Start of DATASET ENTRIES

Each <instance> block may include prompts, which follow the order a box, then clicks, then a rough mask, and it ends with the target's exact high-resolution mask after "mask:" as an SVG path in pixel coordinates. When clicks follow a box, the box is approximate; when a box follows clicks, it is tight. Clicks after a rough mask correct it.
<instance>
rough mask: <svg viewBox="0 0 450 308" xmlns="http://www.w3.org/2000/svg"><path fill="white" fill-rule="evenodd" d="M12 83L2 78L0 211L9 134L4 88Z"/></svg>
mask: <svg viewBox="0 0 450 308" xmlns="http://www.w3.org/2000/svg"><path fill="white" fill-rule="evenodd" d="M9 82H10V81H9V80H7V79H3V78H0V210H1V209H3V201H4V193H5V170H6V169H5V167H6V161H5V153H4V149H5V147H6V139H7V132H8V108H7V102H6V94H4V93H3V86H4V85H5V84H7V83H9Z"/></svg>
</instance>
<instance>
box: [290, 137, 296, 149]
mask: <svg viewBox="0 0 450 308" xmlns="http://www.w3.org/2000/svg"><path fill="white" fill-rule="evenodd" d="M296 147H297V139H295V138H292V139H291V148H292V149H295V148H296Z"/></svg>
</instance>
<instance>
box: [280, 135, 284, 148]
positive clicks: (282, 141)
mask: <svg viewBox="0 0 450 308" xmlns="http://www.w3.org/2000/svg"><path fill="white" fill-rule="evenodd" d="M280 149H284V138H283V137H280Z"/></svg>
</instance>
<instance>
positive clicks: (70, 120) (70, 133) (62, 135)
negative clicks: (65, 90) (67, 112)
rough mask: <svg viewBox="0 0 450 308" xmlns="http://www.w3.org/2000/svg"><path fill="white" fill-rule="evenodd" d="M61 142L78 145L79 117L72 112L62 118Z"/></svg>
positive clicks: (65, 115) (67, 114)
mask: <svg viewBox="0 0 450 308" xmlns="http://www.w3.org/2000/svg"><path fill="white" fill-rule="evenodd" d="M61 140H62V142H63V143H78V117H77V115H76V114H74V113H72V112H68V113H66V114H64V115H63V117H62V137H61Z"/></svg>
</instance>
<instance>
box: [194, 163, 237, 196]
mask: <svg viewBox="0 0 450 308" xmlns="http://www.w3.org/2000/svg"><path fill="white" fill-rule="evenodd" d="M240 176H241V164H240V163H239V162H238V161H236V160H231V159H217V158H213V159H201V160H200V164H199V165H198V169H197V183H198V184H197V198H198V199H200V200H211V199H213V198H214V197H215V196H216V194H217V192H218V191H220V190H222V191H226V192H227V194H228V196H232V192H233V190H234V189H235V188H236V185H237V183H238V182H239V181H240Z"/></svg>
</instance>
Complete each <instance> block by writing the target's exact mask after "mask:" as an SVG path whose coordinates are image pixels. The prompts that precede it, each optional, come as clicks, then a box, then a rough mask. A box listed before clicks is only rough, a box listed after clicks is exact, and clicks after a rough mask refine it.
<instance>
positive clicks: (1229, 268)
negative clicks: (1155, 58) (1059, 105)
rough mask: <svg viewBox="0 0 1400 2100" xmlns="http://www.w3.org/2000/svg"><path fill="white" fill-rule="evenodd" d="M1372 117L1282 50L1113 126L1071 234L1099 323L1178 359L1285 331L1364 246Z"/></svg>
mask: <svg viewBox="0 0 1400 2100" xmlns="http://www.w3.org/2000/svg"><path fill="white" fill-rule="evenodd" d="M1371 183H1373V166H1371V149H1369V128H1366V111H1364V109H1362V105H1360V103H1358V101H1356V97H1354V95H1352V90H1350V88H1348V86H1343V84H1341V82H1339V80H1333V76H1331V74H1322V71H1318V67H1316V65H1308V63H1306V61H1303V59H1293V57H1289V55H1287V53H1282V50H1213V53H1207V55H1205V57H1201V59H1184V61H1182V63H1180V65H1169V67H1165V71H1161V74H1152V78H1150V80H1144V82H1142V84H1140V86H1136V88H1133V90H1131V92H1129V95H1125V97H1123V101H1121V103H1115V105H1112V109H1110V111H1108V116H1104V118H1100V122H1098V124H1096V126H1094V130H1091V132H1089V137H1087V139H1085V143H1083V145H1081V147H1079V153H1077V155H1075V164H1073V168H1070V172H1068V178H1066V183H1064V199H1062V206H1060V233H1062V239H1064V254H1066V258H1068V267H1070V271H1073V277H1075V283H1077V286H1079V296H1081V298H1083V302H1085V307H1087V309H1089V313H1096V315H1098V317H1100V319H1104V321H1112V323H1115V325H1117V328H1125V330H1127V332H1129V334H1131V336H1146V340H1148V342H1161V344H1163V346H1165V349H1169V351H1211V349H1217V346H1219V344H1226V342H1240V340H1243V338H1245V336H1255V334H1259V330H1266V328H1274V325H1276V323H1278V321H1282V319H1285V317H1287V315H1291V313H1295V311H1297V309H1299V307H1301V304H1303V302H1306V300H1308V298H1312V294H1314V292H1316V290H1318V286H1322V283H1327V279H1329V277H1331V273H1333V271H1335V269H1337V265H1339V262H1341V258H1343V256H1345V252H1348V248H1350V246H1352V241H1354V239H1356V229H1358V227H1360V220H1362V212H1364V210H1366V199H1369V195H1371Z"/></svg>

End of DATASET ENTRIES

**THE PROBLEM**
Restate the records word for word, keeping every line.

**SOLUTION TO THIS TASK**
Each <instance> block may include prompts, which follow the order a box, then clicks, then a rough mask, and it ends with the target's exact high-resolution mask after "mask:" as an SVG path in pixel coordinates. When clicks follow a box, the box is approximate; when a box follows clicks, it is tight. Clicks after a rough mask correct it.
<instance>
rough mask: <svg viewBox="0 0 450 308" xmlns="http://www.w3.org/2000/svg"><path fill="white" fill-rule="evenodd" d="M12 83L2 78L0 211L9 134L4 88Z"/></svg>
mask: <svg viewBox="0 0 450 308" xmlns="http://www.w3.org/2000/svg"><path fill="white" fill-rule="evenodd" d="M9 82H10V81H9V80H7V79H3V78H0V210H1V209H3V201H4V193H5V170H6V169H5V167H6V161H5V153H4V149H5V147H6V139H7V132H8V108H7V102H6V94H4V93H3V86H4V85H5V84H7V83H9Z"/></svg>
</instance>
<instance>
box: [290, 137, 296, 149]
mask: <svg viewBox="0 0 450 308" xmlns="http://www.w3.org/2000/svg"><path fill="white" fill-rule="evenodd" d="M296 147H297V139H295V138H292V139H291V148H292V149H295V148H296Z"/></svg>
</instance>
<instance>
box: [280, 135, 284, 148]
positive clicks: (282, 141)
mask: <svg viewBox="0 0 450 308" xmlns="http://www.w3.org/2000/svg"><path fill="white" fill-rule="evenodd" d="M280 149H284V138H283V137H280Z"/></svg>
</instance>
<instance>
positive clicks: (70, 120) (70, 133) (62, 135)
negative clicks: (65, 90) (67, 112)
rough mask: <svg viewBox="0 0 450 308" xmlns="http://www.w3.org/2000/svg"><path fill="white" fill-rule="evenodd" d="M61 142L78 145L79 117L72 112L62 118Z"/></svg>
positive clicks: (65, 115) (67, 114)
mask: <svg viewBox="0 0 450 308" xmlns="http://www.w3.org/2000/svg"><path fill="white" fill-rule="evenodd" d="M61 140H62V142H63V143H78V117H77V115H76V114H74V113H72V112H68V113H66V114H64V115H63V117H62V137H61Z"/></svg>
</instance>
<instance>
box: [194, 163, 237, 196]
mask: <svg viewBox="0 0 450 308" xmlns="http://www.w3.org/2000/svg"><path fill="white" fill-rule="evenodd" d="M240 176H241V164H240V163H239V162H238V161H236V160H231V159H217V158H213V159H201V160H200V164H199V165H198V169H197V183H198V184H197V198H198V199H200V200H211V199H213V198H214V197H215V196H216V194H217V192H218V191H220V190H222V191H226V192H227V194H228V196H232V192H233V190H234V189H235V188H236V185H237V183H238V182H239V181H240Z"/></svg>
</instance>
Complete each <instance> block by writing the target's exact mask after "mask:" as an SVG path whose coordinates are image pixels. The prompts that precede it, each optional, come as clicks, then a box, then a rough mask. A box listed before clicks is only rough, a box listed after clicks is exact, and clicks after a rough mask refine it.
<instance>
positive clicks: (1229, 268)
negative clicks: (1155, 58) (1059, 105)
rough mask: <svg viewBox="0 0 1400 2100" xmlns="http://www.w3.org/2000/svg"><path fill="white" fill-rule="evenodd" d="M1372 117L1282 50L1113 126L1071 234L1099 323L1178 359L1285 331L1364 246Z"/></svg>
mask: <svg viewBox="0 0 1400 2100" xmlns="http://www.w3.org/2000/svg"><path fill="white" fill-rule="evenodd" d="M1371 183H1373V166H1371V149H1369V128H1366V111H1364V109H1362V105H1360V103H1358V101H1356V97H1354V95H1352V90H1350V88H1348V86H1343V84H1341V82H1339V80H1333V76H1331V74H1322V71H1318V67H1316V65H1308V63H1306V61H1303V59H1293V57H1289V55H1287V53H1282V50H1213V53H1207V55H1205V57H1201V59H1184V61H1182V63H1180V65H1169V67H1165V71H1161V74H1152V78H1150V80H1144V82H1142V84H1140V86H1136V88H1133V90H1131V92H1129V95H1125V97H1123V101H1121V103H1115V105H1112V109H1110V111H1108V116H1104V118H1100V122H1098V124H1096V126H1094V130H1091V132H1089V137H1087V139H1085V143H1083V145H1081V147H1079V153H1077V155H1075V164H1073V168H1070V172H1068V178H1066V183H1064V199H1062V206H1060V233H1062V239H1064V254H1066V258H1068V267H1070V271H1073V277H1075V283H1077V286H1079V296H1081V298H1083V302H1085V307H1087V309H1089V313H1096V315H1098V317H1100V319H1104V321H1112V323H1115V325H1117V328H1125V330H1127V332H1129V334H1131V336H1146V340H1148V342H1161V344H1163V346H1165V349H1169V351H1211V349H1217V346H1219V344H1226V342H1240V340H1243V338H1245V336H1255V334H1259V330H1266V328H1274V325H1276V323H1278V321H1282V319H1285V317H1287V315H1291V313H1295V311H1297V309H1299V307H1301V304H1303V302H1306V300H1308V298H1312V294H1314V292H1316V290H1318V286H1322V283H1327V279H1329V277H1331V273H1333V271H1335V269H1337V265H1339V262H1341V258H1343V256H1345V252H1348V248H1350V246H1352V241H1354V239H1356V229H1358V227H1360V220H1362V212H1364V210H1366V199H1369V195H1371Z"/></svg>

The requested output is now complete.